(A block of data)
■ ■ ■ ■ ■ ■ ■
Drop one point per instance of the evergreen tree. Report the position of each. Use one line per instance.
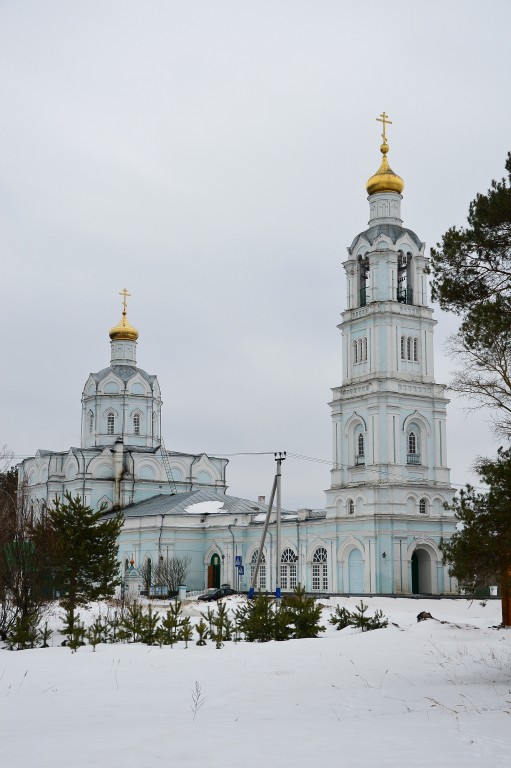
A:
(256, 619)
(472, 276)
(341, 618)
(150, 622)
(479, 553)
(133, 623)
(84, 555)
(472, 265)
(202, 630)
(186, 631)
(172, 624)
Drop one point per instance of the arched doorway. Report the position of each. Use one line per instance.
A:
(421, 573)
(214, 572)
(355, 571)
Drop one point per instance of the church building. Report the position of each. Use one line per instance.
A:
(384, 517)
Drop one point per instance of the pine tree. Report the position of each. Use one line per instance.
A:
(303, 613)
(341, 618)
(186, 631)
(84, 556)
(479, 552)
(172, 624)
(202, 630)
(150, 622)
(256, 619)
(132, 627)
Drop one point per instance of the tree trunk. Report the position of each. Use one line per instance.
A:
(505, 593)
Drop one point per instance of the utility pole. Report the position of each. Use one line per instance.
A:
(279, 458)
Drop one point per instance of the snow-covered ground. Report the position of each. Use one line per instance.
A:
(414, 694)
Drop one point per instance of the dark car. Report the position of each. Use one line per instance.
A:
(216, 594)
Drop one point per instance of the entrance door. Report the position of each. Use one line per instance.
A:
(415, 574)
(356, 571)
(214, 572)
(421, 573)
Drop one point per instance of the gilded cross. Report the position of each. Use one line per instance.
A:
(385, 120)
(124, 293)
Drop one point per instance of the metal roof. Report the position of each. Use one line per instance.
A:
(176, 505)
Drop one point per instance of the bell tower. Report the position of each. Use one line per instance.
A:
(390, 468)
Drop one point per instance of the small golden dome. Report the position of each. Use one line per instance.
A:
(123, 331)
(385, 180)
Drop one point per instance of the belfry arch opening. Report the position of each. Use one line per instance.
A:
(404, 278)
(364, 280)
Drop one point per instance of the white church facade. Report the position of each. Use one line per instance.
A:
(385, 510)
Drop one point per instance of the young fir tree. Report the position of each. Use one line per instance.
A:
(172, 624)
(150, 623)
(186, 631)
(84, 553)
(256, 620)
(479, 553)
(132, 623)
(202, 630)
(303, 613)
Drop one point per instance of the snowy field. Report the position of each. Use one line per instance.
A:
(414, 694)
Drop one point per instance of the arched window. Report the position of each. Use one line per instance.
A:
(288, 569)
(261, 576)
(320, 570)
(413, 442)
■ ■ ■ ■ ■ ■ ■
• **TASK OBJECTIVE**: Your answer should consist only of the lines from the one with "Drop one point per instance of the bell" through the end of the data above, reproduced exactly.

• **ANSWER TO THIS EXERCISE**:
Drop one point per instance of the bell tower. Report the position of each. Use one line per instance.
A:
(390, 468)
Drop one point per instance of the small golden dome. Report the position of each. Use one line per instance.
A:
(123, 331)
(385, 180)
Drop one point per instance of the belfry arch opening. Report the position of each. Use one line per instance.
A:
(404, 278)
(364, 280)
Drop one point per instance of the white church facade. Report the position of each. Use one line per instance.
A:
(385, 510)
Drop one point per instance of the young fir tree. Report the position of each. Use one line per instance.
A:
(172, 624)
(150, 623)
(186, 631)
(84, 553)
(256, 620)
(479, 553)
(132, 623)
(202, 630)
(303, 613)
Drop one point per instance of the snowy field. Report the position of each. Use one line per instance.
A:
(414, 694)
Drop one point per instance of the arched window. Report the position of each. Use one line per instance.
A:
(288, 569)
(261, 576)
(320, 570)
(413, 442)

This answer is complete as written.